- Lesetext -
════════════════════

Der Gepard aka Audi RS 7

Don Dahlmann kennt sich aus mit schnellen Autos. Am Mittwoch war er mit dem Audi RS 7 Sportback in der Region um Neckarsulm unterwegs – und beschreibt in seinem Gastbeitrag, was den Sportwagen mit der edlen Raubkatze verbindet.

Geduckt steht der RS 7, fast kauert sich die lang gestreckte Limousine auf den Boden. Der Wagen wirkt etwas unscheinbar, so wie ein schlafender Gepard, der sich im Schatten unter einem Baum ausruht. Man hat durchaus ein wenig Respekt, wenn man sich dem Auto nähert, die Tür öffnet und sich in die Sportledersitze fallen lässt. 320 Stundenkilometer steht da auf dem Tacho, dass zwischen den Lenkradspeichen eine klare Richtung vorgibt. Nach vorne soll es gehen, möglichst schnell. Aber bevor ich den Schlüssel drehe, und die 560 PS zum Leben erwecke, ein paar Worte zum A7. Denn eigentlich waren sie ja schon ausgestorben, die großen sportlichen Gran Tourismo Coupés. Vor vielen Jahren gehörte diese Gattung zum Besten, was die Autobauer zu bieten hatten und die meisten kamen aus Italien oder England. In Zeiten, in denen Effizienz und CO₂-Ausstoß keine Rolle spielten, in denen Menschen ihre Vision eines Gran Tourismo entwickelten, waren diese Wagen das Schönste, was es zu kaufen gab. Der Maserati Mistral war eines jener legendären Coupés, nach denen man sich heute noch umdreht, um die zeitlose Eleganz zu bewundern.

════════════════════

- Ziel 1 -
Prüfe anhand des Lesetexts über den Audi RS 7, ob die Aussagen (a), (b) und (c) zutreffen. Antworte jeweils mit Ja oder Nein und zitiere die entscheidenden Worte des Lesetexts wörtlich.
(a) Auf dem Tacho des RS 7 stehen 320 Stundenkilometer.
(b) Die meisten großen Gran-Tourismo-Coupés kamen früher aus Deutschland.
(c) Der RS 7 hat 560 PS.
- Ziel 2 -
Formatiere sämtliche Zeilen, die unterhalb dieser Aufgabe folgen, als JSON-Liste von Zeichenketten mit einem Eintrag pro Zeile und ohne Leerzeilen.

════════════════════

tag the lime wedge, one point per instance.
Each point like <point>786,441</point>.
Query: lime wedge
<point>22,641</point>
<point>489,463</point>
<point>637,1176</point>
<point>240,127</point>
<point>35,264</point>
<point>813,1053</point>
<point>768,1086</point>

════════════════════

- Vollständige Antwort 1 -
(a) Ja: „320 Stundenkilometer steht da auf dem Tacho“
(b) Nein: „die meisten kamen aus Italien oder England“
(c) Ja: „die 560 PS zum Leben erwecke“

- Vollständige Antwort 2 -
[
  "tag the lime wedge, one point per instance.",
  "Each point like <point>786,441</point>.",
  "Query: lime wedge",
  "<point>22,641</point>",
  "<point>489,463</point>",
  "<point>637,1176</point>",
  "<point>240,127</point>",
  "<point>35,264</point>",
  "<point>813,1053</point>",
  "<point>768,1086</point>"
]